**Work to do:**
List every line in the entries below that contains the string "patch". The match is case-sensitive.

[Items listed in a dataset]

⟨

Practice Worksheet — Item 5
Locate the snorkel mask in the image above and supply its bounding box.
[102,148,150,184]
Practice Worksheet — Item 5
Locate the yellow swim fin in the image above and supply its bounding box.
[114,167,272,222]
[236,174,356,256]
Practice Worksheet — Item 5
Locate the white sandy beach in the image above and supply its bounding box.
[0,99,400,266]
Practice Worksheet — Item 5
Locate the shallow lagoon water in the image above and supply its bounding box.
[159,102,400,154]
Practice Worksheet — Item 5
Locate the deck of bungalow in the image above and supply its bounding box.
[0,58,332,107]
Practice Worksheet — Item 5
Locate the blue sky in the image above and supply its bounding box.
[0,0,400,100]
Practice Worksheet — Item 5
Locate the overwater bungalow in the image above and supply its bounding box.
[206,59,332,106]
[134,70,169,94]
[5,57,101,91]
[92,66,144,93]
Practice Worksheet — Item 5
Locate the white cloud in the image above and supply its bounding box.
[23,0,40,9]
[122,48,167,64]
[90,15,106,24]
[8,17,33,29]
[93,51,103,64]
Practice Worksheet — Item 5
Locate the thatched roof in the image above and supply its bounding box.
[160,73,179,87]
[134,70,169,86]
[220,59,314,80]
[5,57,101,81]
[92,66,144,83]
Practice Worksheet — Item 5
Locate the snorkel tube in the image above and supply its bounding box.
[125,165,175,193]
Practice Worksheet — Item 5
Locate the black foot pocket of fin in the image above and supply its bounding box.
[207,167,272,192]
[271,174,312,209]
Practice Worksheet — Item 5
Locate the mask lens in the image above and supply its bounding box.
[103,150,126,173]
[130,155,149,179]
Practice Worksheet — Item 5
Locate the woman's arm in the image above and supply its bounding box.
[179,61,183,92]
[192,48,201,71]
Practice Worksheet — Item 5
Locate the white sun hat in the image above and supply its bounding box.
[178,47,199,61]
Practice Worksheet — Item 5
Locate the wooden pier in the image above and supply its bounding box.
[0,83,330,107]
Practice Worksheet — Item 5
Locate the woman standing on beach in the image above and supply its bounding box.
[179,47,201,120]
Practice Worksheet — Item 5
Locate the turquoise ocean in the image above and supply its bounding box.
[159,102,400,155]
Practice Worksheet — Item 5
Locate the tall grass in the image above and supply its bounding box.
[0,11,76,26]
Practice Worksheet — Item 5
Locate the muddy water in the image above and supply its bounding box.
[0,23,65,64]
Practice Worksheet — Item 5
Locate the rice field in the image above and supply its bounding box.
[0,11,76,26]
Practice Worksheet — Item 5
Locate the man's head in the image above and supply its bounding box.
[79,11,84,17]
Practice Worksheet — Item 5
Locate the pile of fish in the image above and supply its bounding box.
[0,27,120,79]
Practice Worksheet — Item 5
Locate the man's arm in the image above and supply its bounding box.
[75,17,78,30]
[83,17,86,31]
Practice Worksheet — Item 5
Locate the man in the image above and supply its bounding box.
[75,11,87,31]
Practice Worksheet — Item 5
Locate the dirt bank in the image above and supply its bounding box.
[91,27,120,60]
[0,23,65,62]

⟩
⟨

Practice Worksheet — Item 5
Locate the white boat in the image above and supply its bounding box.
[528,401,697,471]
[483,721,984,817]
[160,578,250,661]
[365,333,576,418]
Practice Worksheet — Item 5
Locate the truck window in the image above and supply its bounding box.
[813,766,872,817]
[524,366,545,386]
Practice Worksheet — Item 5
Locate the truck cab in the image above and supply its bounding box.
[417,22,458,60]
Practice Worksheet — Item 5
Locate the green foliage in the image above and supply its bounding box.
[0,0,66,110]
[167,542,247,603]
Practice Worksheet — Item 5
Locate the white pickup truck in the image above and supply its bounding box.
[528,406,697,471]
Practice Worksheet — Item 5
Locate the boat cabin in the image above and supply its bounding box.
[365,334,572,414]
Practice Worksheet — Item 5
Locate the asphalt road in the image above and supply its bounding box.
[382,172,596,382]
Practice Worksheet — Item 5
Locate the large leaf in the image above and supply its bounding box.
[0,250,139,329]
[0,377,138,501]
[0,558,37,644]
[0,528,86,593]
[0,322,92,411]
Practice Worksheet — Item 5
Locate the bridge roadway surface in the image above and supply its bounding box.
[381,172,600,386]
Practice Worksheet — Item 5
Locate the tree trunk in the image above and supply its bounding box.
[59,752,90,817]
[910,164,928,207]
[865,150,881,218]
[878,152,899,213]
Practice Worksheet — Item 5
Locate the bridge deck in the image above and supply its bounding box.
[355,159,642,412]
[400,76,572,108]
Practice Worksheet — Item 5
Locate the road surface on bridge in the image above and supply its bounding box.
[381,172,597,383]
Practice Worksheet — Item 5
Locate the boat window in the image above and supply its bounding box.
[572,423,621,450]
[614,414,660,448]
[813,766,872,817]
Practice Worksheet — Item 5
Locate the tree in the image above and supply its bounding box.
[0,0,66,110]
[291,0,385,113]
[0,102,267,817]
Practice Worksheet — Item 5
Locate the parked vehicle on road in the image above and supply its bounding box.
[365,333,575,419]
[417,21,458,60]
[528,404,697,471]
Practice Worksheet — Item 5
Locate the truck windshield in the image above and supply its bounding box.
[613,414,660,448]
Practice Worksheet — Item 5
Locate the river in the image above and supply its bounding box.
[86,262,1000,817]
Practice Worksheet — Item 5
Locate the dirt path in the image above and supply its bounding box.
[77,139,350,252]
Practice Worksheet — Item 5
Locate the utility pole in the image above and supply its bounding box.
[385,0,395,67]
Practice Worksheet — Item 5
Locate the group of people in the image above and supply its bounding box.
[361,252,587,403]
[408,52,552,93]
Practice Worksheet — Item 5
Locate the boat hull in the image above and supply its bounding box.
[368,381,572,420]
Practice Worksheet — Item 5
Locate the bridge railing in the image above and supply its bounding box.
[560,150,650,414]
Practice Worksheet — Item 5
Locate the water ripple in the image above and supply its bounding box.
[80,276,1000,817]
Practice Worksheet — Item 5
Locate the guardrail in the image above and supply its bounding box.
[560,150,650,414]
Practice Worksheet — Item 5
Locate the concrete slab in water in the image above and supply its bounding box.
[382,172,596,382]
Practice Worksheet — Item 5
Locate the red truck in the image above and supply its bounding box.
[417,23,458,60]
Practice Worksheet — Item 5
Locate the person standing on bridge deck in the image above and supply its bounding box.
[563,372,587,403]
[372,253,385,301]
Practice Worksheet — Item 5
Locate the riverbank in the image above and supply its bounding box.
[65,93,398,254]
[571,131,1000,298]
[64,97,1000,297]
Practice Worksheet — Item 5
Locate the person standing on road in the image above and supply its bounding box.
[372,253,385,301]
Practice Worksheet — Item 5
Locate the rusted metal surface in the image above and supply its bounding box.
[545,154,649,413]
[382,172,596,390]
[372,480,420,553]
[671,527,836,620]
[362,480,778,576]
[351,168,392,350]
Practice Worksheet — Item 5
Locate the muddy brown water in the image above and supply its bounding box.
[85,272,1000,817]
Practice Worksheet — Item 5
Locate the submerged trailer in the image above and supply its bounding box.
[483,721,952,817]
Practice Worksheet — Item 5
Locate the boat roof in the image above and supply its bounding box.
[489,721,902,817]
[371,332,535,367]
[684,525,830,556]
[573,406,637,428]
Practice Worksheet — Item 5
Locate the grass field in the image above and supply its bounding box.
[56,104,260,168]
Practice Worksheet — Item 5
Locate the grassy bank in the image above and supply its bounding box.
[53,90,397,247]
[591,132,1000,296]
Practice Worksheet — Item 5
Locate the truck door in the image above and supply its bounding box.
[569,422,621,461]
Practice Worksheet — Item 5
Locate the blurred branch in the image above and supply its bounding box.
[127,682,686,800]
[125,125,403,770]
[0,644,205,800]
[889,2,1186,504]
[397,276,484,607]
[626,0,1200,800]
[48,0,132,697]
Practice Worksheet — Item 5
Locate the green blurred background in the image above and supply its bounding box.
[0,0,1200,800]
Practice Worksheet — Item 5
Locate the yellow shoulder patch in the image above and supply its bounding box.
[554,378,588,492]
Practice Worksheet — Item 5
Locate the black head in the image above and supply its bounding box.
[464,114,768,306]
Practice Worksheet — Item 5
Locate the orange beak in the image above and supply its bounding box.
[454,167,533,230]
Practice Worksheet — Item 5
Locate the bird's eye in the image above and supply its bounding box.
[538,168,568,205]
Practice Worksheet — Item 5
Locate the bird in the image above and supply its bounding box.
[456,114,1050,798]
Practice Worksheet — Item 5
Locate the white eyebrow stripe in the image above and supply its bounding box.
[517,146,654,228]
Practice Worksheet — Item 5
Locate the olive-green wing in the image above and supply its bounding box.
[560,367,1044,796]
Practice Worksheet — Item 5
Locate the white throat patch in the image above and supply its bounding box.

⟩
⟨

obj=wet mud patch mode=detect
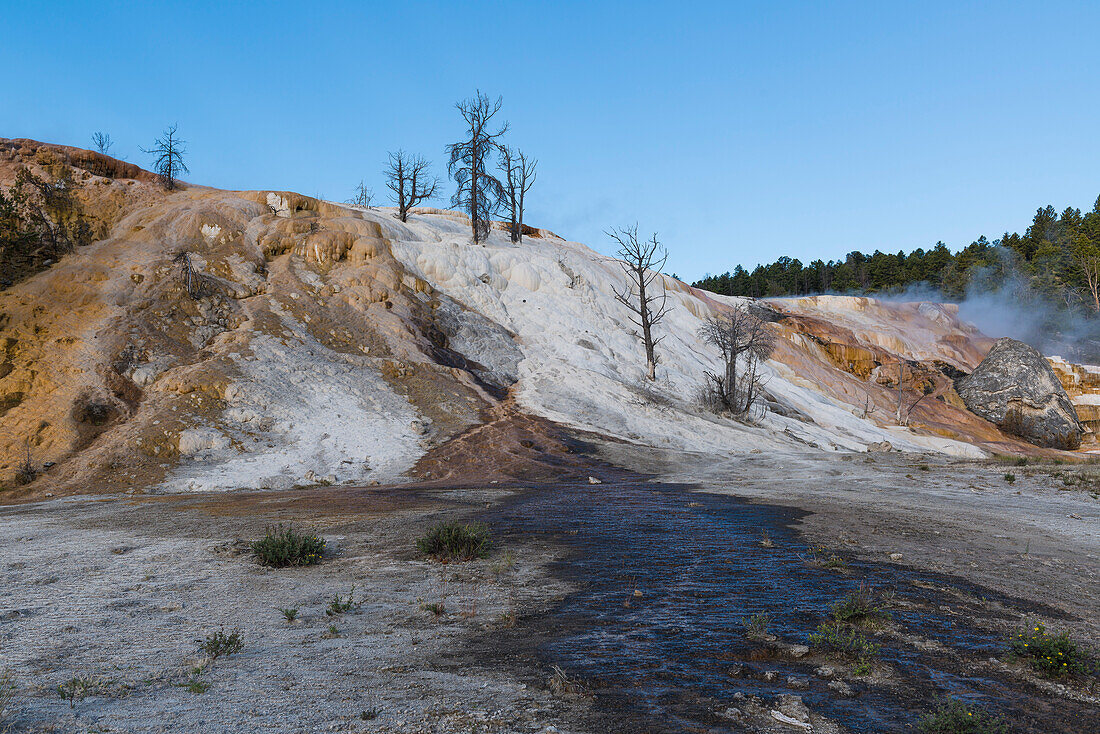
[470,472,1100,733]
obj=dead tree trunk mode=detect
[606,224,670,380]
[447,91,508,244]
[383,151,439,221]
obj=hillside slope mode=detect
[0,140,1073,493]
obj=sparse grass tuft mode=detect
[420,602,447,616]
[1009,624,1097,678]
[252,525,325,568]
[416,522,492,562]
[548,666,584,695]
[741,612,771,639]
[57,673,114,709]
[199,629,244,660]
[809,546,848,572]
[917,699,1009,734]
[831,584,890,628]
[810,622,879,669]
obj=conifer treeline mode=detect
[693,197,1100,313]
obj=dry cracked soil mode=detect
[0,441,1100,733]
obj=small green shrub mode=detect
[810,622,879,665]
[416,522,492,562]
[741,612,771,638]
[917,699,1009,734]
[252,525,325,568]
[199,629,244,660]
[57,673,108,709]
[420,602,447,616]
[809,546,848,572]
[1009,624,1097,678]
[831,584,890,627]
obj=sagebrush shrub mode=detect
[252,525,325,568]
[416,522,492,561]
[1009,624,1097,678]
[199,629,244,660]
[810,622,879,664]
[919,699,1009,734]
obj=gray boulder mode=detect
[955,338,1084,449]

⟩

**Result:**
Locate the yellow shoulder patch in the image above and supply its bounding box.
Locate the white throat patch in the image above and supply its bounding box.
obj=wet mud patch mode=detect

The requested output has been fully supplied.